» THE TASK: Would you write out the records below exactly as given?

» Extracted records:
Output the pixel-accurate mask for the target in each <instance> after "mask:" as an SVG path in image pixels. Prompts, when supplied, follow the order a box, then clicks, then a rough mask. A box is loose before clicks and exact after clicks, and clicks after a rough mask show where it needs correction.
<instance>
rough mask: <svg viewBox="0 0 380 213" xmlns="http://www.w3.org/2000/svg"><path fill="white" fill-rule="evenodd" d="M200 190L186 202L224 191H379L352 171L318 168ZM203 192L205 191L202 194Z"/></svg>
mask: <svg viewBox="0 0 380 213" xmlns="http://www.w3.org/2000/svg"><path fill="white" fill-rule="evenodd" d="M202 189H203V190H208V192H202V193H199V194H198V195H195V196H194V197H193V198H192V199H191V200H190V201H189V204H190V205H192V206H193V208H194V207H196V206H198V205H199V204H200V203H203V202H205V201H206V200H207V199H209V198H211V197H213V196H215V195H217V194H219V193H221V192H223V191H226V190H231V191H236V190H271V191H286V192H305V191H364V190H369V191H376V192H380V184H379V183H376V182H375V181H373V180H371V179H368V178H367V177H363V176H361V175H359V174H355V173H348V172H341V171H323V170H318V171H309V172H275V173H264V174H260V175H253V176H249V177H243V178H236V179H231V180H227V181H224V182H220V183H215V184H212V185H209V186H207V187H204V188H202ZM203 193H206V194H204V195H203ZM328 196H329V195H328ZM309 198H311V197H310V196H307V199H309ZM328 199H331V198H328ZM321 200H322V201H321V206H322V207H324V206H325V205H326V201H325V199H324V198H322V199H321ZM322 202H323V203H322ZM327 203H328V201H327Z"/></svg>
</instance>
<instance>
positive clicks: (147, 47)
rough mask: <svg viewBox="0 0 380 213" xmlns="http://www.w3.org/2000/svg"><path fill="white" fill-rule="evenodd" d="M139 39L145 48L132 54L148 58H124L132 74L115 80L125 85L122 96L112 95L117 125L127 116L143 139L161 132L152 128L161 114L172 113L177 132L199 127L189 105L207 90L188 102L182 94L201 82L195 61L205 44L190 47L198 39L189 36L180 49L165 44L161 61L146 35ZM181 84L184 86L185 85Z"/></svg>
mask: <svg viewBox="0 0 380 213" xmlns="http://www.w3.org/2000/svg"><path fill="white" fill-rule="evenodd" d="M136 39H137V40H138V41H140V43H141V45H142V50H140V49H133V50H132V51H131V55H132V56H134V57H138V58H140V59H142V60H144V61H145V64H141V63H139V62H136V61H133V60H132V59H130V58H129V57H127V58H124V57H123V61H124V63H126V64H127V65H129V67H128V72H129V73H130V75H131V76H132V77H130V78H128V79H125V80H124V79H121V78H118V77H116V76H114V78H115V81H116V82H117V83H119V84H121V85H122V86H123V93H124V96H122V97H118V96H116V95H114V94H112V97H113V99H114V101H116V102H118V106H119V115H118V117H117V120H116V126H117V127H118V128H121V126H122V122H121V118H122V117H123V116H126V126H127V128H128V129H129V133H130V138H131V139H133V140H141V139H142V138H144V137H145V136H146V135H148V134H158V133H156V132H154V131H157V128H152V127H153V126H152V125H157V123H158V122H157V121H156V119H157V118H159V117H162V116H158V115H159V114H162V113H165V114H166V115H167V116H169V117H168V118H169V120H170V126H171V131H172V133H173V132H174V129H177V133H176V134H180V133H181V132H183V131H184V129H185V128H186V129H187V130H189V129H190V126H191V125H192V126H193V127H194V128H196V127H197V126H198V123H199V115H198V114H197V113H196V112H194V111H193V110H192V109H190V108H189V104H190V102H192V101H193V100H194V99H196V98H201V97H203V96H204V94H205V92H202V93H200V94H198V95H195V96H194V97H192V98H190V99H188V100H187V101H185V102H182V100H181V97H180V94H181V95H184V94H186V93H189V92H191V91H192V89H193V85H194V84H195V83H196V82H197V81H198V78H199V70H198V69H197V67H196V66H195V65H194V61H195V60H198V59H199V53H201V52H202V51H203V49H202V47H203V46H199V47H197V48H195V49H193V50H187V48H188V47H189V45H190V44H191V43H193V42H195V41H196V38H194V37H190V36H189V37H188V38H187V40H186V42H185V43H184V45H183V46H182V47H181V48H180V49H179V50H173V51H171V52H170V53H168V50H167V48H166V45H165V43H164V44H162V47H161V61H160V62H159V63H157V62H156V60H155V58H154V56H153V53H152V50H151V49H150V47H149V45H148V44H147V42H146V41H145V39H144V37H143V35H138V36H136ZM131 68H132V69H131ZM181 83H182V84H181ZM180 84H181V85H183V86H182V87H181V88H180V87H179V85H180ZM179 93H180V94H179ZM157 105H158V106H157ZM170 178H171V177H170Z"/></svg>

» ANSWER:
Output the pixel-accurate mask for the target in each <instance> after "mask:" as an SVG path in image pixels. Prompts, when supplied, follow the order a box, then clicks, then a rough mask. A box is loose before clicks and exact after clicks, and clicks after a rough mask show where it needs correction.
<instance>
rough mask: <svg viewBox="0 0 380 213" xmlns="http://www.w3.org/2000/svg"><path fill="white" fill-rule="evenodd" d="M200 190L186 202L224 191H379L352 171L318 168ZM203 192L205 191L202 194Z"/></svg>
mask: <svg viewBox="0 0 380 213" xmlns="http://www.w3.org/2000/svg"><path fill="white" fill-rule="evenodd" d="M202 189H203V190H208V192H202V193H199V194H198V195H195V196H194V197H193V198H192V199H191V200H190V201H189V204H190V205H192V206H193V208H194V207H196V206H198V205H199V204H200V203H203V202H205V201H206V200H207V199H209V198H211V197H213V196H215V195H217V194H219V193H221V192H223V191H226V190H231V191H236V190H271V191H286V192H305V191H364V190H369V191H376V192H380V184H379V183H376V182H375V181H373V180H371V179H368V178H367V177H363V176H361V175H359V174H355V173H348V172H341V171H323V170H318V171H309V172H275V173H264V174H260V175H253V176H249V177H243V178H236V179H231V180H227V181H224V182H220V183H215V184H212V185H209V186H207V187H204V188H202ZM203 193H206V194H204V195H203ZM328 196H329V195H328ZM309 198H311V197H310V196H307V199H309ZM328 199H331V198H328ZM321 200H322V201H321V206H322V207H324V206H325V205H326V201H325V199H324V198H322V199H321ZM322 202H323V203H322ZM327 203H328V201H327Z"/></svg>
</instance>
<instance>
positive clicks: (147, 47)
rough mask: <svg viewBox="0 0 380 213" xmlns="http://www.w3.org/2000/svg"><path fill="white" fill-rule="evenodd" d="M139 39L145 48L132 54L148 58H124L132 74L115 80L125 85L122 96L112 95L117 125L127 116L143 139L161 132L152 128L161 114L172 113L177 132L199 127L189 105L207 90L188 102L182 94L201 82L195 61L205 44L190 47L198 39L189 36L180 49L165 44L161 61L146 35ZM181 84L184 86L185 85Z"/></svg>
mask: <svg viewBox="0 0 380 213" xmlns="http://www.w3.org/2000/svg"><path fill="white" fill-rule="evenodd" d="M136 39H137V40H138V41H140V43H141V45H142V50H140V49H133V50H132V51H131V55H132V56H134V57H138V58H140V59H142V60H144V61H145V64H141V63H139V62H136V61H133V60H132V59H130V58H129V57H127V58H124V57H123V61H124V63H126V64H127V65H129V67H128V72H129V73H130V75H131V76H132V77H130V78H128V79H125V80H124V79H121V78H118V77H116V76H114V78H115V81H116V82H117V83H119V84H121V85H122V86H123V93H124V96H122V97H118V96H116V95H114V94H112V97H113V99H114V101H116V102H118V106H119V115H118V117H117V120H116V126H117V127H118V128H121V126H122V122H121V118H122V117H123V116H126V126H127V128H128V129H129V133H130V138H131V139H133V140H141V139H142V138H144V137H145V136H146V135H148V134H158V133H156V132H154V131H157V128H152V127H153V126H152V125H157V123H158V122H157V121H156V119H157V118H159V117H162V116H158V115H159V114H162V113H165V114H166V115H167V116H169V117H168V118H169V120H170V126H171V131H172V133H173V132H174V129H177V133H176V134H180V133H181V132H183V131H184V129H185V128H186V129H187V130H189V129H190V126H191V125H192V126H193V127H194V128H196V127H197V126H198V123H199V115H198V114H197V113H196V112H194V111H193V110H192V109H190V108H189V104H190V102H192V101H193V100H194V99H196V98H201V97H203V96H204V94H205V92H202V93H200V94H198V95H195V96H194V97H192V98H190V99H188V100H187V101H185V102H182V100H181V97H180V94H181V95H184V94H186V93H189V92H191V91H192V89H193V85H194V84H195V83H196V82H197V81H198V78H199V70H198V69H197V67H196V66H195V65H194V61H195V60H198V59H199V53H201V52H202V51H203V49H202V47H203V46H199V47H197V48H195V49H193V50H187V48H188V47H189V45H190V44H191V43H193V42H195V41H196V38H194V37H190V36H189V37H188V38H187V40H186V42H185V43H184V45H183V46H182V47H181V48H180V49H179V50H173V51H171V52H170V53H168V50H167V48H166V45H165V43H164V44H162V47H161V61H160V62H159V63H157V62H156V60H155V58H154V56H153V53H152V50H151V49H150V47H149V45H148V44H147V42H146V41H145V39H144V37H143V35H138V36H136ZM131 68H132V69H131ZM181 83H182V84H181ZM180 84H181V85H183V86H182V87H181V88H180V87H179V85H180ZM179 93H180V94H179ZM157 105H158V106H157ZM170 178H171V177H170Z"/></svg>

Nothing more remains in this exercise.